[[ DATASET EXTRACT, beginning ]]
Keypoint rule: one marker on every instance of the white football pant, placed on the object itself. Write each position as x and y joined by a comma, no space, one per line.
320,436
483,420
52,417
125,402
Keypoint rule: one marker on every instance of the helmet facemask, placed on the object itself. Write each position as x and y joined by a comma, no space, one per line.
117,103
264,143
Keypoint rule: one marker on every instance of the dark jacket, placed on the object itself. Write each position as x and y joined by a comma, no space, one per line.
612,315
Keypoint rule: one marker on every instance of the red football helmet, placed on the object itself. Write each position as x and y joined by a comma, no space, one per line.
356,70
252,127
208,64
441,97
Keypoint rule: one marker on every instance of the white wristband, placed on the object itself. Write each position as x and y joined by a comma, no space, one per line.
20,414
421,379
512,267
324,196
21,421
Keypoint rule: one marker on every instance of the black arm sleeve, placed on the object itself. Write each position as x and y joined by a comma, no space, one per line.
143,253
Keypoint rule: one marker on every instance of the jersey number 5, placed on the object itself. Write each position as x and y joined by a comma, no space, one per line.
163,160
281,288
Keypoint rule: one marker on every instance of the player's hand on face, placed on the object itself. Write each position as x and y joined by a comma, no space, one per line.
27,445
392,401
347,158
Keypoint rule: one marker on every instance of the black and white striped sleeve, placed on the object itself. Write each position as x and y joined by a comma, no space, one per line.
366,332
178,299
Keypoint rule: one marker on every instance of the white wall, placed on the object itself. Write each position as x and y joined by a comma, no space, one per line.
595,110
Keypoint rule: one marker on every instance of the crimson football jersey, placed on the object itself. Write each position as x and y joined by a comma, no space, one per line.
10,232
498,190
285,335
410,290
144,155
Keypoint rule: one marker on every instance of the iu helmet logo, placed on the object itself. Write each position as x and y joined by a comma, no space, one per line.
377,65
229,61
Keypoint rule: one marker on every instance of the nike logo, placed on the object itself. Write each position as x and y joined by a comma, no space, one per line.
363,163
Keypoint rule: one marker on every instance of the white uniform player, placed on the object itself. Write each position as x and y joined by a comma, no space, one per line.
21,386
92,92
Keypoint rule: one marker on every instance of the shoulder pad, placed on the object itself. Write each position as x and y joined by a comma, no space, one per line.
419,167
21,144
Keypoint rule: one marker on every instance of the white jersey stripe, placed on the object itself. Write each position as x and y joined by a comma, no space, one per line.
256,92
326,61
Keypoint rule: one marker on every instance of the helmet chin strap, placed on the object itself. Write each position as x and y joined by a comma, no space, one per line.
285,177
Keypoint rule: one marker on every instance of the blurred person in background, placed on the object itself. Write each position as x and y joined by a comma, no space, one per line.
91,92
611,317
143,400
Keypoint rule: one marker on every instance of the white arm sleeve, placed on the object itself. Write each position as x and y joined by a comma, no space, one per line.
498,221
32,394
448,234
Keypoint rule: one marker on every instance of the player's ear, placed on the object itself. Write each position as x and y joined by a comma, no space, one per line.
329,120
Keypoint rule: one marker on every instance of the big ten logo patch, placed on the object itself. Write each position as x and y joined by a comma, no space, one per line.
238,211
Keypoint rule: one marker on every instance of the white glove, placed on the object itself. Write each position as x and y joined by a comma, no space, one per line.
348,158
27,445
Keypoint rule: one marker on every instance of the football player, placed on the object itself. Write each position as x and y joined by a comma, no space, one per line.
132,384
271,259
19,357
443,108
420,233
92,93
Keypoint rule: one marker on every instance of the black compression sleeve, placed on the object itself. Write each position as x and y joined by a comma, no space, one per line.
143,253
[[ DATASET EXTRACT, end ]]
◆ **WHAT YOU SHOULD DO**: Output the data once more, exactly as it appears above.

◆ **SOLUTION TO THIS PROBLEM**:
Keypoint rule: one marker on every instance of the white football pant, placed on the object itself. Write each position as x and y joined by a comma, no space, one per line.
320,436
483,420
52,417
125,402
Keypoint rule: one marker on every instance of the helmet facemask, placed on the object itself. Write each position as x and y joined by a comma, no space, one per line.
117,103
264,143
Keypoint rule: one marker on every instance of the dark jacket, placed on the object itself. Write each position as x and y joined by a comma, no space, one per line.
612,315
Keypoint rule: one marker on every instance of the red football helmet, placed on the object itself. Write each position as x and y joined by a comma, no space, one per line.
356,70
252,127
208,64
441,97
Keypoint rule: one marker on every instance of the white wristband, placed on the object itself. Write each position as x and y joined by a comma, no space, one per line.
20,414
421,379
512,267
324,196
21,421
Keypoint rule: one marker on every instance of the black arm sleeve, placed on the object itself. Write each position as x and y joined by a comma, no space, one per line.
143,253
Keypoint rule: one marker on every instance of the jersey number 5, placed on the object itself. Write each position as x and y joined by a comma, no space, one per line.
163,160
281,288
Keypoint rule: one marker on every instance of the player's hand on face, placed on the object itself. Write each position as x and y joined by a comma, no space, one per line.
27,445
392,401
347,158
Keypoint rule: one marker on every instance of the black and white striped sleeve, placed on the object itself. Write each position as x and y joined by a comma, no space, one per line.
366,332
178,299
Keypoint rule: one marker on every instance of the white wall, placed on the object itself. Write each position as x and y joined by a comma, no space, one per line.
595,110
Keypoint rule: one marker on every instance of the crimson football jersey, placed on the object itself. Write each position as x and y joined by a comma, no space, one per line.
10,232
498,190
285,335
410,290
144,155
Keypoint rule: one marker on every instance of the iu helmet logo, placed on the object itself. Write each position as x and y joined by a comma, no space, one per line.
377,65
229,61
Keypoint rule: one marker on every instance of the nike logo, placed on the object itself. Write each position as x and y joined by a comma, no space, one per line.
363,163
Keypoint rule: one marker on every instance of the white uniform player, placed on the object itself. Write each position as x and y joined by a comma, no space, one per line.
21,386
92,92
Keypoint rule: one marker on every instance of the shoulder pad, placed on the object itself. Write each position as x and y joined by a comma, no space, one per line.
419,167
21,144
Keypoint rule: one marker on every instance of the white jersey stripe, placed on the object itself. Write each position as x and y joined by a comma, no space, one per line.
256,92
326,61
Keypoint rule: one marker on every instance of the helmet chin strap, placed on the object itself. Write each position as x and y joined by a comma, no space, one per line.
285,177
Keypoint rule: one marker on every instance of the blurred person in background, placed on the object itself. Write each position as x and y joined by a comma, no space, one per line.
91,92
611,317
143,400
Keypoint rule: one marker on every instance of the white arm sleeve, placed on the object itself. Write each position as x and y joined by a comma, no space, one per line.
498,221
32,394
448,234
Keypoint rule: one marker on every instance of the player's ear, placed on the object itself. Write each position as x and y joined by a comma, no space, one per line.
329,120
Keypoint rule: one marker on every instance of the big ten logo patch, placed on the object itself. Write each position as x and y joined by a comma, no space, one per line.
238,211
Keypoint rule: one marker on every instance of the white glove, placed on the object itself. Write each position as x and y joined by a comma, no space, one per line.
348,158
27,445
Keypoint rule: one marker on every instance of the football player, placed on the object itself. Write each position as x and y joined by a comma, no space, one per line.
132,384
271,259
19,357
443,108
420,233
92,93
Keypoint rule: one marker on every instance of the black compression sleeve, placed on the object itself. Write each position as x and y joined by a comma, no space, one per line.
143,253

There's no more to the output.